• [TASK INSTRUCTIONS]:
Rewrite every one of the rows below as a numbered list, omitting any blank lines.

━━━━━━━━━━━━━━━━

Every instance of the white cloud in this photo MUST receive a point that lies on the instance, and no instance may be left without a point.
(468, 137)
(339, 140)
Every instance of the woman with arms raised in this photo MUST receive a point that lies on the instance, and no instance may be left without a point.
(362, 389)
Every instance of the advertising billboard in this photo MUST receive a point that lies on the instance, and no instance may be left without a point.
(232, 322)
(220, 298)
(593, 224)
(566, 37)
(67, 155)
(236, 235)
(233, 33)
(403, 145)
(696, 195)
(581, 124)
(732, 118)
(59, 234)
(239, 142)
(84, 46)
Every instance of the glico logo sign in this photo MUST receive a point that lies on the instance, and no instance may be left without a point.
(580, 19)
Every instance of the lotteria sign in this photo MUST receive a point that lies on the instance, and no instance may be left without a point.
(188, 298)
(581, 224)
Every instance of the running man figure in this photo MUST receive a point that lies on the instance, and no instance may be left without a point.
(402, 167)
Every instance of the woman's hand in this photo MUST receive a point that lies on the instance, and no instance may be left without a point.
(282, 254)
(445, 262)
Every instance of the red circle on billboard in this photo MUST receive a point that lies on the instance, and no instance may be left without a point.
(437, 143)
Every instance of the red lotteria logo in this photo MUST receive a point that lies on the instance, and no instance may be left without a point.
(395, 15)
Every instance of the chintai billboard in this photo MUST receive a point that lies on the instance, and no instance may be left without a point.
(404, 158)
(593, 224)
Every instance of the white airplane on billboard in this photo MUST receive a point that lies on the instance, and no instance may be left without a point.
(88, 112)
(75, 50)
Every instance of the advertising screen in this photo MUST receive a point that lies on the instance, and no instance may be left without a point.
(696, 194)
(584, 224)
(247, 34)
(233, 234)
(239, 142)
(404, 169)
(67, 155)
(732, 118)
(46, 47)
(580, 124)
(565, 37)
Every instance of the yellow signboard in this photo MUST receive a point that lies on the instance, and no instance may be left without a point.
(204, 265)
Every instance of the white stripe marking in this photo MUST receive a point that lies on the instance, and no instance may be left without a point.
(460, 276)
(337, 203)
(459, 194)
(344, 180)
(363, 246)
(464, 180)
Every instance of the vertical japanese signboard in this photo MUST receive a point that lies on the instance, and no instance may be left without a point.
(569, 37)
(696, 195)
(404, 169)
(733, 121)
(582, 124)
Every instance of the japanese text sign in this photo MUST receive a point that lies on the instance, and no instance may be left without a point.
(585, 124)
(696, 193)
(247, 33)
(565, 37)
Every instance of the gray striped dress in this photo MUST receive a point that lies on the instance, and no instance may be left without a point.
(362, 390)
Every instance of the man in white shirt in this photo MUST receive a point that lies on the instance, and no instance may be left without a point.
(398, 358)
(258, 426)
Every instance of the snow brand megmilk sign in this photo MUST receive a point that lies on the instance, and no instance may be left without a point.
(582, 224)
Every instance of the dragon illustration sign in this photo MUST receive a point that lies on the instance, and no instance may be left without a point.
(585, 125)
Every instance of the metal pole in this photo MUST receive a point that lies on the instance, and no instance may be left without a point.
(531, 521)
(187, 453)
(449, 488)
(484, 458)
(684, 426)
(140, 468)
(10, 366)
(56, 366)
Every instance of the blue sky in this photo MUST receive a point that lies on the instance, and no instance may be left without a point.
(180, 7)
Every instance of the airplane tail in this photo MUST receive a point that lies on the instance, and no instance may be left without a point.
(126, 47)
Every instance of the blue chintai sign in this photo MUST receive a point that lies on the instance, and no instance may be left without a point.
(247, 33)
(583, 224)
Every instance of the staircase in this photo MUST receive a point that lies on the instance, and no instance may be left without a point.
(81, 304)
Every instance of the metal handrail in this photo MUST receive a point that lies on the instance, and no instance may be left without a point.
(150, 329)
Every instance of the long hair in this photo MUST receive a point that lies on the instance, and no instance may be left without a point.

━━━━━━━━━━━━━━━━

• [SOLUTION TO THE EXERCISE]:
1. Every instance of the white cloud in this photo MUST receive a point that lies on the instance, and no instance may be left without a point.
2. (468, 137)
3. (339, 140)
4. Every instance of the woman with arms raised in this photo MUST receive a point that lies on the instance, and no instance may be left without a point.
5. (362, 389)
6. Every instance of the advertising billboard in this photo MUST receive a point that lies on the instance, and no instance may be left without a point.
7. (232, 322)
8. (220, 298)
9. (593, 224)
10. (566, 37)
11. (67, 155)
12. (236, 235)
13. (233, 33)
14. (403, 145)
15. (696, 195)
16. (581, 124)
17. (732, 118)
18. (59, 234)
19. (239, 142)
20. (84, 46)
21. Every instance of the glico logo sign in this photo MUST receive a point that lies on the instance, and no instance may be left without a point.
22. (580, 19)
23. Every instance of the lotteria sign in this photo MUST receive a point that lies on the instance, and no instance may be left without a point.
24. (188, 298)
25. (581, 224)
26. Every instance of the running man figure in this photo MUST receive a point that lies on the instance, and no instance may be left without a point.
27. (402, 167)
28. Every instance of the woman's hand in this photo MUST receive a point that lies on the instance, and no instance may be left without a point.
29. (282, 254)
30. (445, 262)
31. Every instance of the red circle on billboard in this photo MUST receive a point that lies on the instance, and no instance may be left without a point.
32. (437, 143)
33. Every instance of the red lotteria logo in this photo MUST receive a point that lies on the instance, and no instance may be left without a point.
34. (395, 15)
35. Every instance of the chintai billboard in this photo MUST receive a point that lies on the instance, and no instance may be left without a point.
36. (404, 158)
37. (593, 224)
38. Every instance of the white airplane on billboard in this photo MUST receive a point that lies on the instance, and no instance may be left without a point.
39. (88, 112)
40. (75, 50)
41. Every instance of the advertising screen in this photo MUST receive a point that lies on the instance, and no instance may be left without a point.
42. (696, 194)
43. (584, 224)
44. (247, 34)
45. (233, 234)
46. (239, 142)
47. (404, 169)
48. (67, 155)
49. (732, 118)
50. (46, 47)
51. (580, 124)
52. (565, 37)
53. Every instance of the yellow signboard in this photo MUST receive a point that lies on the instance, and no instance may be left without a point.
54. (204, 265)
55. Every instance of the white stripe marking in this photo MUST receive a point that lies on the instance, and no instance may be left without a point.
56. (460, 276)
57. (337, 203)
58. (459, 194)
59. (344, 180)
60. (363, 246)
61. (464, 180)
62. Every instance of the vertical japanese signboard in this photo MUST receive a point that lies on the instance, and no instance may be left without a point.
63. (569, 37)
64. (696, 195)
65. (404, 169)
66. (733, 121)
67. (582, 124)
68. Every instance of the japanese text sign in this photo MUST receive a point that lies on the instance, and no instance may be left without a point.
69. (585, 124)
70. (696, 193)
71. (247, 33)
72. (565, 37)
73. Every instance of the gray striped dress in this photo MUST receive a point that lies on the instance, and no instance may be left without a point.
74. (362, 390)
75. Every instance of the man in white shirt in this photo MUST receive a point that lies on the instance, and no instance may be left without a point.
76. (398, 358)
77. (258, 426)
78. Every instance of the snow brand megmilk sign in this photo MUST receive a point that lies on the instance, and no instance may be left without a point.
79. (582, 224)
80. Every instance of the dragon illustration sign in this photo MUST receive a point that lies on the instance, and no instance may be left without a point.
81. (585, 125)
82. Every instance of the metal pole in this photo MUST receive a point that lies on the instance, and no instance may be left without a point.
83. (531, 521)
84. (187, 453)
85. (449, 488)
86. (484, 458)
87. (684, 426)
88. (140, 468)
89. (10, 366)
90. (56, 366)
91. Every instance of the blue sky in this photo MUST receive a point that lies on the instance, and no instance may be left without a point.
92. (180, 7)
93. Every instance of the airplane tail in this photo MUST receive a point that lies on the instance, and no instance may be left without a point.
94. (126, 47)
95. Every instance of the blue chintai sign in this photo MUST receive a point that lies on the instance, and no instance may be left without a point.
96. (247, 33)
97. (583, 224)
98. Every instance of the staircase in this photo MUST receive a point that lies on the instance, and no instance may be left without a point.
99. (81, 304)
100. Every instance of the metal handrail in this photo MUST receive a point that lies on the instance, and no instance may be left without a point.
101. (150, 329)
102. Every instance of the long hair in this photo MUST receive a point that lies on the instance, and no instance may be left without a point.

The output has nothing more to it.